- **Short problem**: Reproduce the entries below in full, word for word.

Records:
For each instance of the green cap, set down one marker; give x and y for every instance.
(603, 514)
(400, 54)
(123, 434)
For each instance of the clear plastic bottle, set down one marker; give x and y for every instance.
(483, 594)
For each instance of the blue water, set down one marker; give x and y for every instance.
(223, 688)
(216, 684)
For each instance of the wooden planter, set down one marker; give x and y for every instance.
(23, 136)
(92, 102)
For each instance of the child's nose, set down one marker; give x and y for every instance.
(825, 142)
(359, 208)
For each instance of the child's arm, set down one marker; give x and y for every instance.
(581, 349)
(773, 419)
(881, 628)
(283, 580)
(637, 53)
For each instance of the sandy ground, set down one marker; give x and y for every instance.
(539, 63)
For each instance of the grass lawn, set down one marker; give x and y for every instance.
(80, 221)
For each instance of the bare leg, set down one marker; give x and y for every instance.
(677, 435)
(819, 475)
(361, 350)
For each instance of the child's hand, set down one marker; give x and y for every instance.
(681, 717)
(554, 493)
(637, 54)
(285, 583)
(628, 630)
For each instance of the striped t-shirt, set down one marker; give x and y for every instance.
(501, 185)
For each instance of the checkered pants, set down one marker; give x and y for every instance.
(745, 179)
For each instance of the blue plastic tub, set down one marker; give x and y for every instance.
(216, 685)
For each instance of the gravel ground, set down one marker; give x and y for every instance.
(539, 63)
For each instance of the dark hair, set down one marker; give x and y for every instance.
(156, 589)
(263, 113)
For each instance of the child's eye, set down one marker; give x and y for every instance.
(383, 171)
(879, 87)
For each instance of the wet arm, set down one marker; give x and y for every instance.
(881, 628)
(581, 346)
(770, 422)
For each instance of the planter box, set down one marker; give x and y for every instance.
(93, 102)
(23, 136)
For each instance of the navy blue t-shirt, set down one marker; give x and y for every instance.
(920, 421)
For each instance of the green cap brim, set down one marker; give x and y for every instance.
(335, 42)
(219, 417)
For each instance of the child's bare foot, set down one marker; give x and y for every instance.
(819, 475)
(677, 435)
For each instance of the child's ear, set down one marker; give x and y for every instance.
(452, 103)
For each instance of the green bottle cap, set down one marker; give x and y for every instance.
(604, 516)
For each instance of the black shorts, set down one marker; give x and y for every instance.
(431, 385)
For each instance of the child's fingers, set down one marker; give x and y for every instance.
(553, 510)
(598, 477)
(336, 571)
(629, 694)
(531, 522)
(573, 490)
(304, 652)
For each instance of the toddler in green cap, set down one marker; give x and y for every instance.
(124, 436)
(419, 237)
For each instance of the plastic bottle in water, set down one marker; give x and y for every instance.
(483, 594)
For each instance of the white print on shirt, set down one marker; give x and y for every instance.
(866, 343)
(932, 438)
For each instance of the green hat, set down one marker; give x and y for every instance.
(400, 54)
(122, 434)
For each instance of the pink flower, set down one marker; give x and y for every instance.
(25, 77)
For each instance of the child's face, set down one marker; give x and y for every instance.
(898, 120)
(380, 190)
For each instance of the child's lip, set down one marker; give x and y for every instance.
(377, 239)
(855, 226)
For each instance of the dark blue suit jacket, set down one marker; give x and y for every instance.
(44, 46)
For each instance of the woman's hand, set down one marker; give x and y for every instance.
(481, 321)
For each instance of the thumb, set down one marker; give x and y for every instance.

- **Output of the task**:
For each instance of the green cap, set down one marker; give x and y for every instance.
(603, 514)
(400, 54)
(123, 434)
For each instance of the clear plastic bottle, set down one marker; give x and y for every instance.
(483, 594)
For each instance of the blue water, set down one marker; give x and y for every instance.
(223, 688)
(216, 684)
For each instance of the wooden planter, set down one marker; give x and y for every instance.
(23, 136)
(92, 102)
For each instance of the child's nose, set down one marker; give x and y for every instance.
(825, 142)
(359, 208)
For each instance of the child's arm, set down one marker; give x and y for every instance.
(581, 349)
(773, 419)
(881, 628)
(283, 580)
(637, 53)
For each instance of the sandy ground, set down one marker; give x and y for every instance.
(539, 63)
For each instance of the grass lawn, set down one marker; give x and y for every instance.
(80, 221)
For each instance of the bare leg, set down one marker; give x and y for every instance.
(677, 435)
(819, 475)
(361, 350)
For each instance of the child's hand, set down one marker; give x and y for every instance.
(681, 717)
(554, 493)
(637, 54)
(285, 583)
(628, 630)
For each instance of the striped t-shirt, set down one marker; give x and y for every instance.
(501, 185)
For each instance of the checkered pants, set down one marker; give x and y for every instance.
(745, 179)
For each instance of the blue plastic tub, set down one marker; give x and y for every instance.
(216, 685)
For each instance of the gravel ground, set down one marker; give x and y for every instance.
(539, 63)
For each instance of the dark hair, set down one marker; give x and y for every instance.
(156, 589)
(263, 113)
For each instance of the child's eye, set down one marker; give x and y for every instance.
(383, 171)
(879, 87)
For each instance of the wet arm, set down one marker; give x and y for every instance.
(881, 628)
(581, 346)
(770, 422)
For each instance of the planter box, set down one marker; give x and y for every instance.
(93, 102)
(23, 136)
For each instance of the navy blue t-shirt, set down one marker; give x and y for every instance.
(920, 421)
For each instance of the green cap brim, set down one marker; give x and y for every instance.
(335, 42)
(219, 417)
For each instance of the child's bare foot, set down one marker; give x and y for every instance.
(819, 475)
(677, 435)
For each instance of the child's ear, set down one marker; give x and y for every instance.
(452, 103)
For each instance of the green bottle cap, set down one marker; give x and y for every instance.
(604, 516)
For each instance of the black shorts, set down one marker; give x and y for every instance.
(431, 385)
For each instance of the child's fingers, set down one marker; give x and y for every instance.
(553, 510)
(598, 477)
(336, 571)
(629, 694)
(531, 522)
(573, 490)
(304, 652)
For each instance of the toddler in green cap, set down one marker; give x and y for every instance.
(124, 436)
(419, 237)
For each instance of the plastic bottle in water, set down one marker; give x and y for every instance.
(483, 594)
For each instance of the white print on shirt, set down one marker; give x and y for every instance.
(866, 343)
(932, 438)
For each instance of the green hat, set down one marker; give x and y for every instance.
(400, 54)
(122, 434)
For each instance of the pink flower, set down one marker; give x and y for every instance.
(25, 77)
For each instance of the child's face, set down one marker; give x and y for every instance.
(898, 120)
(380, 190)
For each instance of the child's lip, set down one marker; give x and y for every instance.
(377, 239)
(855, 226)
For each instance of the dark blue suit jacket, set down one marker; give x and y for every instance.
(44, 46)
For each instance of the woman's hand, set down one marker; give x and y for every instance.
(481, 321)
For each instance of the thumb, set down one marker; give x and y for every instance.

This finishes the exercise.